**EXCERPTED TEXT**.
::::
US20260125532A1US 20260125532 A1US20260125532 A1US 20260125532A1US-20260125532-A1

Abstract

The application relates to a method for preparing a polyamide composition, which comprises the steps of: a) providing a mixture comprising a virgin polyamide vPA and a polyamide to be recycled rPA in the form of an untransformed powder resulting from additive manufacturing by sintering or from a coating method by powdering or by electrostatic spraying, or powder obtained by grinding a polyamide-based part of an object to be recycled; b) kneading the mixture in the molten state, as a result of which a polyamide composition is obtained; and c) recovering the polyamide composition. The invention also relates to the polyamide composition obtained and to the uses thereof for preparing articles by extrusion, injection or overmoulding.

Inventors

  • Thomas PRENVEILLE
  • Ornella ZOVI
  • Florent Abgrall

Assignees

  • ARKEMA FRANCE

Dates

Publication Date
20260507
Application Date
20230922
Priority Date
20220923

Claims (19)
::::
Records in a dataset:
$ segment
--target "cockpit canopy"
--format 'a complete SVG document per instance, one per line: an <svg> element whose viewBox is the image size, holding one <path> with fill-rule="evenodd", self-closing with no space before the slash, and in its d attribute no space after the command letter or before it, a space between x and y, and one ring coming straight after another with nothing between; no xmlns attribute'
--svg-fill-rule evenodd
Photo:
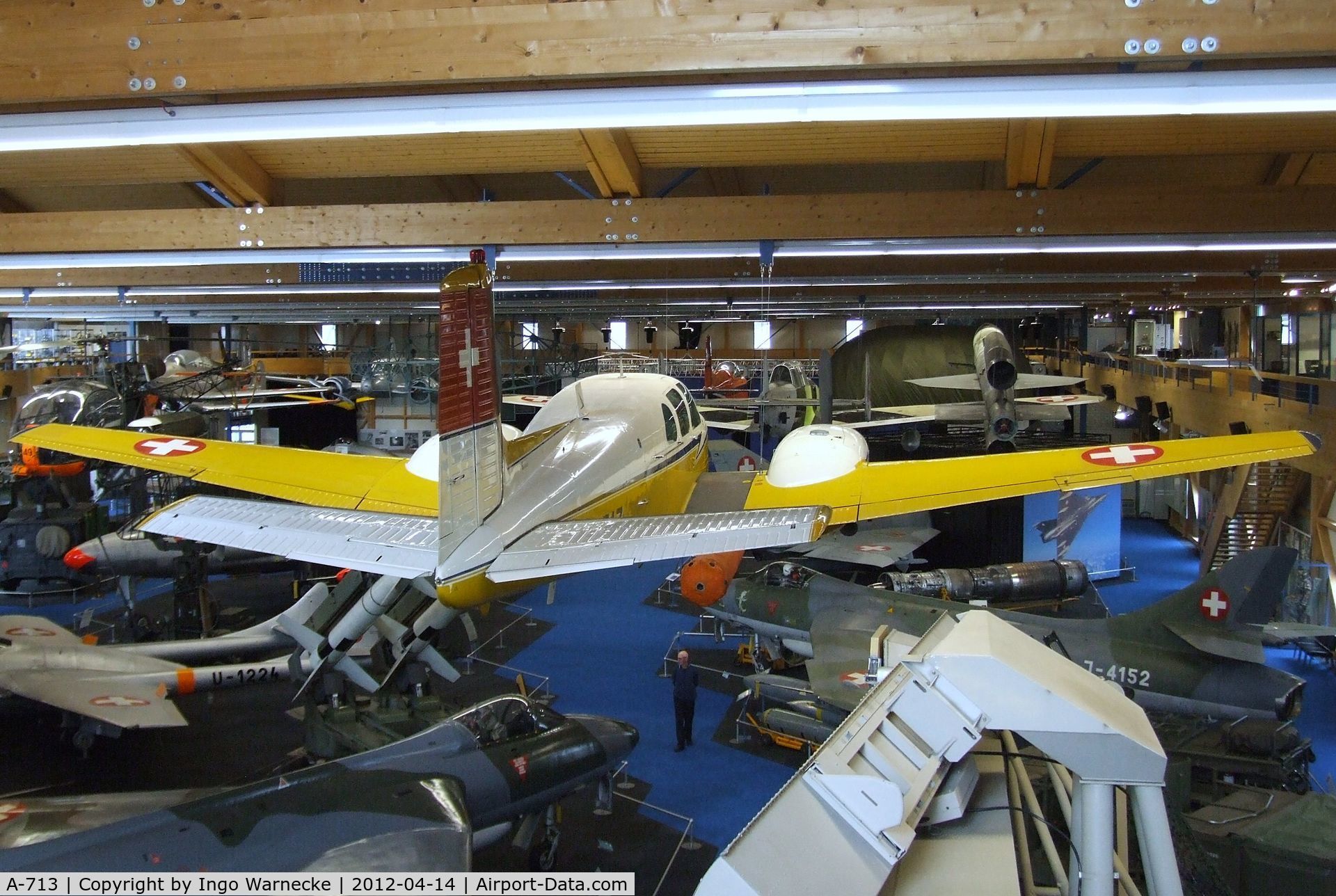
<svg viewBox="0 0 1336 896"><path fill-rule="evenodd" d="M779 561L762 570L764 582L775 588L803 588L815 576L806 566L791 561Z"/></svg>
<svg viewBox="0 0 1336 896"><path fill-rule="evenodd" d="M564 721L561 713L518 694L496 697L450 718L473 732L478 746L493 746L537 734Z"/></svg>
<svg viewBox="0 0 1336 896"><path fill-rule="evenodd" d="M44 423L120 426L124 422L126 402L115 389L90 379L71 379L41 386L23 399L11 435Z"/></svg>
::::
**PARTS OF THE EXERCISE**.
1. Which company is listed as the assignee in the polyamide recycling patent excerpt?
2. Continue the polyamide recycling patent excerpt from the point where it stops.

**EXPECTED RESULTS**.
1. ARKEMA FRANCE

2.
  1. 1 - 15 . (canceled)
  2. 16 . A composition preparation method for preparing a polyamide composition which comprises the steps of: a) providing a mixture comprising: from 5 to 90% by weight of a virgin polyamide vPA; from 10 to 95% by weight of a polyamide to be recycled rPA; relative to the total weight of the mixture; the polyamide to be recycled rPA being in the form of an untransformed powder resulting from additive manufacturing by sintering or from a coating method by powdering or by electrostatic spraying, or of a powder obtained by grinding a polyamide-based part of an object to be recycled; the molecular weight-polydispersity index Ip (Mw/Mn) of the virgin polyamide vPA being lower than the polydispersity index Ip of the polyamide to be recycled rPA, where Mw and Mn are measured by steric exclusion chromatography in accordance with the standard ISO 16014-1 of 2012; b) kneading the said mixture in the molten state (melt kneading), as a result of which a polyamide composition is obtained whereof the molecular weight-polydispersity index Ip is greater than or equal to 1.5; c) recovering the said polyamide composition.
  3. 17 . The method according to claim 16 , wherein the polyamide to be recycled rPA and the virgin polyamide vPA are homopolyamides.
  4. 18 . The method according to claim 16 , wherein the average number of carbon atoms (C) relative to the nitrogen atom (N) of the polyamide to be recycled rPA and/or of the virgin polyamide vPA is greater than or equal to 8.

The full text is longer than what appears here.